- _What you will do_:
- a) List the three groups into which Hyppönen divides current attacks in the article on crypto-currencies and security.
- b) Write the next part of the article on crypto-currencies and security, picking up after its final paragraph.

- _Selected passage_:
• • • • •

Crypto-currencies are changing the security landscape
7 June 2013 | 0
It is impossible to defend against online attacks without understanding who is attacking and their respective motivations, but the emergence of crypto-currencies has the potential to fundamentally alter the security landscape.
According to Mikko Hyppönen, chief research officer, F-Secure, because of the different methods of attack from different attackers it is more important than ever to understand who is doing what.
"It is completely different to try to defend your organisation against a cybercriminal gang who are attacking to make money," said Hyppönen, "compared to trying to defend against a nation state espionage attack. That is completely different to defending your organisation against Anonymous or a movement like that who are neither of these and are not interested in making money or espionage but as a means of protest or to make a point. They are all completely different to each other, using different mechanisms and tools."
"These are the main groups into which I divide current attacks, the criminals, the activists and the governmental activity."
However, those motivated by profit are changing their activities and this could have a dramatic impact for the IT security industry.
Hyppönen said that the growing use of crypto-currencies, such as Bitcoin and Litecoin, have meant that many criminals have changed their activities and are now able to make money from compromised computers without the need for user interaction.
In the past, criminals often targeted a user’s PC to get Paypal passwords, banking credentials or credit card details. But now, many hackers and criminals are simply targeting machines to create or enlarge botnets.
These botnets would have been commonly used for the likes of spam relays or denial of service attacks, but now said Hyppönen they are being used to mine Bitcoins.
Bitcoins are merely numbers that are generated by an open source cryptographic protocol. But to transfer ownership of one, there is a complex set of calculations that must be completed to verify ownership and transfers. This process is known as Bitcoin mining. The processing protocol can also produce new Bitcoins as reward for those who control the Bitcoin mining networks.
"Bitcoin mining and making money with Bitcoin botnets changes this picture because now suddenly there are very concrete, working mechanisms of making significant amounts of money from computers which have no users."
"This is happening right now. This is unique-it is something we have never seen before with malware. It is a criminal botnet where the infected computers unwillingly become part of useful peer to peer network."

• • • • •

[Stored records]

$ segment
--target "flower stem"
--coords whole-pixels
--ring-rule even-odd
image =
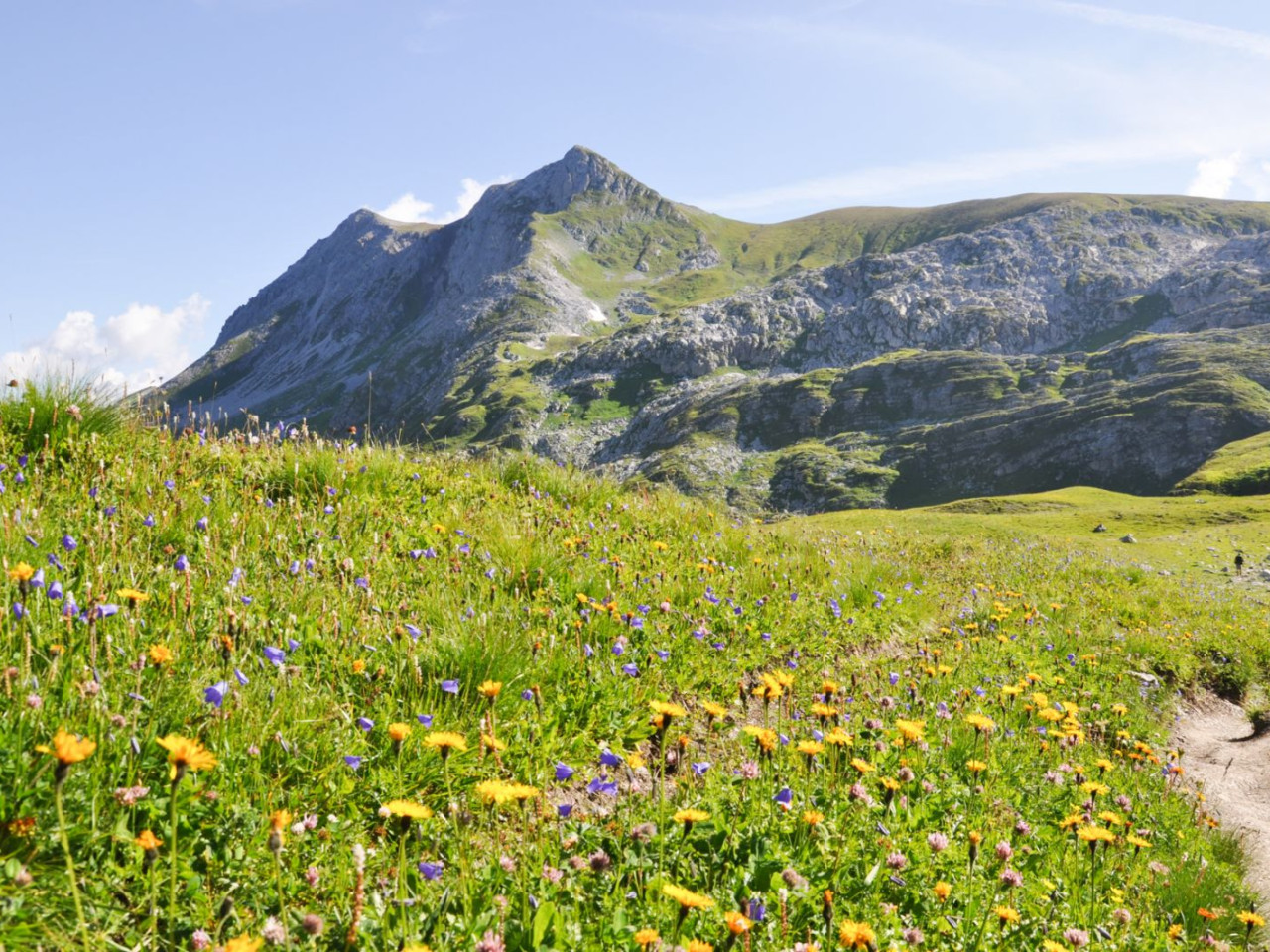
[[[287,896],[282,891],[282,850],[273,853],[274,875],[278,882],[278,920],[282,923],[283,947],[291,948],[291,929],[287,928]]]
[[[168,801],[168,811],[171,817],[171,882],[168,890],[168,943],[177,947],[177,871],[180,864],[180,853],[177,850],[177,784],[179,779],[173,779],[171,796]]]
[[[60,783],[53,788],[53,802],[57,805],[57,836],[62,842],[62,852],[66,853],[66,875],[71,880],[71,896],[75,900],[75,919],[79,922],[79,930],[86,932],[84,904],[80,901],[79,883],[75,881],[75,858],[71,856],[71,842],[66,835],[66,814],[62,811],[62,784]]]

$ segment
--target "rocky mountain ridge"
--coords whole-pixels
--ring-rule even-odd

• • • • •

- _Outputs for the tasks_:
- a) The criminals, the activists, and the governmental activity.

- b)
"When you have a machine doing Bitcoin mining, it is not just doing mindless puzzles, it is actually confirming transactions with other Bitcoin users in the same peer to peer network. The more miners there are, the more secure it is.
"We have never before seen beneficial, or benevolent, botnets," said Hyppönen.
By having a sufficiently large botnet to Bitcoin mine, the botnet controllers can make significant amounts of money. Hyppönen said that in the last few years, Bitcoins have gone from being valued at about $2 a piece to currently being worth about $130.
The lack of central processing means that crypto-currencies are very difficult to control, said Hyppönen.
"I don’t think these crypto currencies can be stopped, that’s the whole logic of them. There is no central choke point because there is no central bank. There is only a peer to peer network, so it would be as hard as stopping torrent traffic."
"Banks hate Bitcoin because they make banks irrelevant. Governments haven’t been nearly as critical of Bitcoin as banks have, and using Bitcoin isn’t illegal in any way, just as using gold isn’t."
Increasingly, criminals are trading in Bitcoins or Litecoin and then turning those back into traditional currency, said Hyppönen, and it is expected the closing of Liberty Reserve will make the likes of Bitcoin and Litecoin more popular.
But there is a further serious implication in this development, warned Hyppönen. As we move toward an Internet of Things, where everything from cars, to toasters and fridges have inbuilt computers, IP addresses and connectivity, they may become targets for hackers.
Previously there was no real reason to target these things, argues Hyppönen, but now Bitcoin crypto-currency mining gives a motive to target them and changes the risk profile of such devices.
Mikko Hyppönen will be talking about these and other topics in Dublin at Enterprise Technology World from 17-18 June.